>> Start Input for this task
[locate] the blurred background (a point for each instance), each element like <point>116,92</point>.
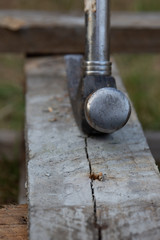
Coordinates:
<point>137,70</point>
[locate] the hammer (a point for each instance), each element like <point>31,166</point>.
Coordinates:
<point>97,105</point>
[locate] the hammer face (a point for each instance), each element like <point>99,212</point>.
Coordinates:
<point>80,87</point>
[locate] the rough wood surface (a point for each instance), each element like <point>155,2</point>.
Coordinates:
<point>120,199</point>
<point>45,33</point>
<point>13,222</point>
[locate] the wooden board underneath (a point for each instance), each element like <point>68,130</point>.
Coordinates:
<point>121,200</point>
<point>13,222</point>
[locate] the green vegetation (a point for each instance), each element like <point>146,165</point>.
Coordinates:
<point>9,179</point>
<point>140,74</point>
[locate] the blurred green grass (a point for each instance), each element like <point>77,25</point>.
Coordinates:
<point>75,5</point>
<point>140,74</point>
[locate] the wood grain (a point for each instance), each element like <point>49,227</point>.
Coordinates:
<point>65,201</point>
<point>13,222</point>
<point>45,33</point>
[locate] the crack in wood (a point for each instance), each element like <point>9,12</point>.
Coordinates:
<point>92,191</point>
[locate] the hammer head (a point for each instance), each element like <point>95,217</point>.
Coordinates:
<point>107,110</point>
<point>97,105</point>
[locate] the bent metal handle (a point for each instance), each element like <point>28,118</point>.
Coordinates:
<point>97,48</point>
<point>106,109</point>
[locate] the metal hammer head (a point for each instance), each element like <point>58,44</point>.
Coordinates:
<point>107,110</point>
<point>97,104</point>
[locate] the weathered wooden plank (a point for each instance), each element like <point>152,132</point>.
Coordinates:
<point>45,33</point>
<point>59,193</point>
<point>64,203</point>
<point>127,201</point>
<point>13,222</point>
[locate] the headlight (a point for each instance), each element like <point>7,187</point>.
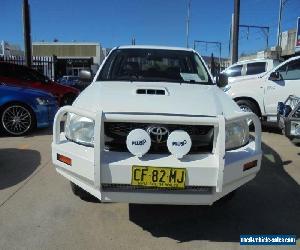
>> End Input for this task
= Set task =
Rewrite the lines above as a numbered list, skipping any blank lines. Leave the pictures out of your list.

= Solution to this problem =
1. [locate] the blurred background (a point for each instance), each element like <point>116,92</point>.
2. Coordinates:
3. <point>137,70</point>
4. [locate] the hammer (a point for each instance), each element like <point>31,166</point>.
5. Coordinates:
6. <point>97,105</point>
7. [locate] the hammer face (a point for each instance), each element like <point>99,212</point>.
8. Coordinates:
9. <point>80,87</point>
10. [locate] the rough wood surface (a point for each instance), each element like <point>155,2</point>.
11. Coordinates:
12. <point>120,199</point>
13. <point>45,33</point>
14. <point>13,222</point>
15. [locate] the wooden board underneath (a point for each instance), each element like <point>68,130</point>.
16. Coordinates:
17. <point>121,200</point>
18. <point>13,222</point>
19. [locate] the green vegetation (a point for each instance), each element like <point>146,165</point>.
20. Coordinates:
21. <point>9,179</point>
22. <point>140,74</point>
23. [locate] the blurred green grass (a point for each instance), each element like <point>77,25</point>.
24. Coordinates:
25. <point>75,5</point>
26. <point>140,74</point>
27. [locate] the wood grain (a point for each instance), each element like <point>49,227</point>.
28. Coordinates:
29. <point>65,201</point>
30. <point>13,222</point>
31. <point>45,33</point>
32. [locate] the crack in wood (a point for each instance), each element like <point>9,12</point>.
33. Coordinates:
34. <point>92,191</point>
35. [locate] the hammer head (a point for each instance), each element like <point>95,217</point>.
36. Coordinates:
37. <point>107,110</point>
38. <point>97,105</point>
39. [locate] the bent metal handle (a point for each instance), each element like <point>28,118</point>.
40. Coordinates:
41. <point>97,48</point>
42. <point>106,109</point>
43. [locate] the metal hammer head (a point for each instance), each element like <point>58,44</point>.
44. Coordinates:
45. <point>107,110</point>
46. <point>97,104</point>
47. [locate] the weathered wooden plank (a point for each instance), each element like <point>152,132</point>.
48. Coordinates:
49. <point>45,33</point>
50. <point>59,193</point>
51. <point>64,203</point>
52. <point>127,201</point>
53. <point>13,222</point>
54. [locate] the headlight (a point for each instance), each element like <point>7,187</point>.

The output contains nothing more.